## Text section
■ ■ ■ ■

Honey Jade: This stone is actually not Jade at all. It is a translucent type of Golden Jasper. The vivid marigold color of this stone makes it an excellent match for Freesia.
Yellow Calcite: Calcite is a mineral that occurs in a number of colors. Yellow Calcite exhibits a rich creamy shade of yellow that works beautifully as a Freesia stone.
Citrine: Citrine is a golden yellow variety of Quartz. Quite often, more common Amethyst is heat treated to change it to the beautiful golden color known as Citrine.
Songea Sapphire: Sapphires are the mineral Corundum, which comes in virtually all colors. All colors of Corundum with the exception of red are considered Sapphires. Red Corundum is considered Ruby. These gorgeous Sapphires come from the Songea mines in Tanzania. They occur in a wide array of vivid, saturated colors. The rich yellows are a spectacular match for Pantone’s Freesia shade.
Golden Fluorite: Fluorite is a fluorescent gemstone which will glow with neon intensity under ultraviolet light. It occurs naturally in a wide range of colors, including this rich golden yellow.

■ ■ ■ ■

## Requests
**A)** Translate the following sentence from the gemstone descriptions into Spanish: "Citrine is a golden yellow variety of Quartz."
**B)** Reproduce the part of the gemstone descriptions from "Citrine: Citrine is" up to and including "rich golden yellow.".

## Information shown

■ ■ ■ ■

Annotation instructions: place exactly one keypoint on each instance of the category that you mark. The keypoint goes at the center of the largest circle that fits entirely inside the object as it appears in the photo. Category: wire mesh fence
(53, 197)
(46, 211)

■ ■ ■ ■

## Task-by-task outputs
**A)** El citrino es una variedad de cuarzo de color amarillo dorado.

**B)**
Citrine: Citrine is a golden yellow variety of Quartz. Quite often, more common Amethyst is heat treated to change it to the beautiful golden color known as Citrine.
Songea Sapphire: Sapphires are the mineral Corundum, which comes in virtually all colors. All colors of Corundum with the exception of red are considered Sapphires. Red Corundum is considered Ruby. These gorgeous Sapphires come from the Songea mines in Tanzania. They occur in a wide array of vivid, saturated colors. The rich yellows are a spectacular match for Pantone’s Freesia shade.
Golden Fluorite: Fluorite is a fluorescent gemstone which will glow with neon intensity under ultraviolet light. It occurs naturally in a wide range of colors, including this rich golden yellow.